Anweisung 1:
Gib jede Zeile der Datensätze zurück, die die Zeichenfolge „parts“ enthält, und beachte dabei die Groß- und Kleinschreibung.

══ Vorgegebener Text

# unterschied gps und kartenplotter



## dorschkiller666 (28. Januar 2006)

hallo boardies! 
habe mal ne ganz blöde frage. was ist eigentlich der unterschied zwischen einem GPS und einem KARTENPLOTTER ????
oder ist die frage gar nicht so blöd??


----------



## Torsk (29. Januar 2006)

*AW: unterschied gps und kartenplotter*

Moin dorschkiller!
Grob erklärt,der Plotter stellt deine Position,die er selbstverständlich auch mittels GPS ermittelt sofort auf einem Kartenbild dar, ein Gps-Handgerät der älteren Generation zeigt lediglich deine Position oder führt dich mittels Kursanweisung zu einem vorher definierten Punkt.


----------



## dorschkiller666 (29. Januar 2006)

*AW: unterschied gps und kartenplotter*

hallo torsk!

════
══ Eingabedaten

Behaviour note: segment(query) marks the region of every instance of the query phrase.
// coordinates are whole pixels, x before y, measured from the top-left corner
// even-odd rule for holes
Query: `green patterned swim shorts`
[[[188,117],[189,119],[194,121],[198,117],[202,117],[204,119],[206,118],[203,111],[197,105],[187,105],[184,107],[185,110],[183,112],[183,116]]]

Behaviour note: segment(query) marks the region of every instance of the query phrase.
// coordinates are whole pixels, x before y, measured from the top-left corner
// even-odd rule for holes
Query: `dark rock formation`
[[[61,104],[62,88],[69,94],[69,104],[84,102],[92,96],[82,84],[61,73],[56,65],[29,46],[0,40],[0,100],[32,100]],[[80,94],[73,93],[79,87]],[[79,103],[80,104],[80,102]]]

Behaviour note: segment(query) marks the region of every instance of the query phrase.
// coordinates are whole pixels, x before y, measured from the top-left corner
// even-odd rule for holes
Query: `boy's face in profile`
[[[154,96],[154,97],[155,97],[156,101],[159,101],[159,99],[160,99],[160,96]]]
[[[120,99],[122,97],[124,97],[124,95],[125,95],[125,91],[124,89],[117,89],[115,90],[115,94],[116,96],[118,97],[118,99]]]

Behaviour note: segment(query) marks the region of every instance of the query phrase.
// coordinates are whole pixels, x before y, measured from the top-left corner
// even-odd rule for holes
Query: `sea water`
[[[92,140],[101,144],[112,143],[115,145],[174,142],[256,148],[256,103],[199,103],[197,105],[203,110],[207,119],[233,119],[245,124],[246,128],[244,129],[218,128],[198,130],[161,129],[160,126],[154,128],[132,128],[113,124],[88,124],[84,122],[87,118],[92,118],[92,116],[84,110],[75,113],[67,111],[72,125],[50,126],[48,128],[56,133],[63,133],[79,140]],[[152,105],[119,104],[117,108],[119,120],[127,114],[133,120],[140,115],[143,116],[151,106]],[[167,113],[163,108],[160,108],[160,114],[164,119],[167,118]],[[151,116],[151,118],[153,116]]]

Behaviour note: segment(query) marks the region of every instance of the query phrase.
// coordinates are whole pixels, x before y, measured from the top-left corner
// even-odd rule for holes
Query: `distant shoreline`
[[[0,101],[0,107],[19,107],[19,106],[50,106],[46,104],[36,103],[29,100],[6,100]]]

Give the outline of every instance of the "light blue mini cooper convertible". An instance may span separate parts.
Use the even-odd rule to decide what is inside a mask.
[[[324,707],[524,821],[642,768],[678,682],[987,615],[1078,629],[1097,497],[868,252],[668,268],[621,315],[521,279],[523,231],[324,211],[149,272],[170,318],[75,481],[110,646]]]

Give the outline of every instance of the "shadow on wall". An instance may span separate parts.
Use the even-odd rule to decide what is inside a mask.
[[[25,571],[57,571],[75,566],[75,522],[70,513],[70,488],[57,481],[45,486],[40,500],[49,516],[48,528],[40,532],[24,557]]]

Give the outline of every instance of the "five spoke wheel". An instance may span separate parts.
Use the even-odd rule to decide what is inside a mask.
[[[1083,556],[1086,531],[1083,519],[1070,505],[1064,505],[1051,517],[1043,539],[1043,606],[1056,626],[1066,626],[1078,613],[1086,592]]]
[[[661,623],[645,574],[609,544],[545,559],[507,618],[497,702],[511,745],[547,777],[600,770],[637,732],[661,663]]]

════

Anweisung 2:
Übertrage aus dem Forumsthread zu GPS und Kartenplotter den Abschnitt von „Moin dorschkiller!“ bis „vorher definierten Punkt.“ wortgetreu.

Lösung 1:
Give the outline of every instance of the "light blue mini cooper convertible". An instance may span separate parts.
Give the outline of every instance of the "shadow on wall". An instance may span separate parts.
Give the outline of every instance of the "five spoke wheel". An instance may span separate parts.

Lösung 2:
Moin dorschkiller!
Grob erklärt,der Plotter stellt deine Position,die er selbstverständlich auch mittels GPS ermittelt sofort auf einem Kartenbild dar, ein Gps-Handgerät der älteren Generation zeigt lediglich deine Position oder führt dich mittels Kursanweisung zu einem vorher definierten Punkt.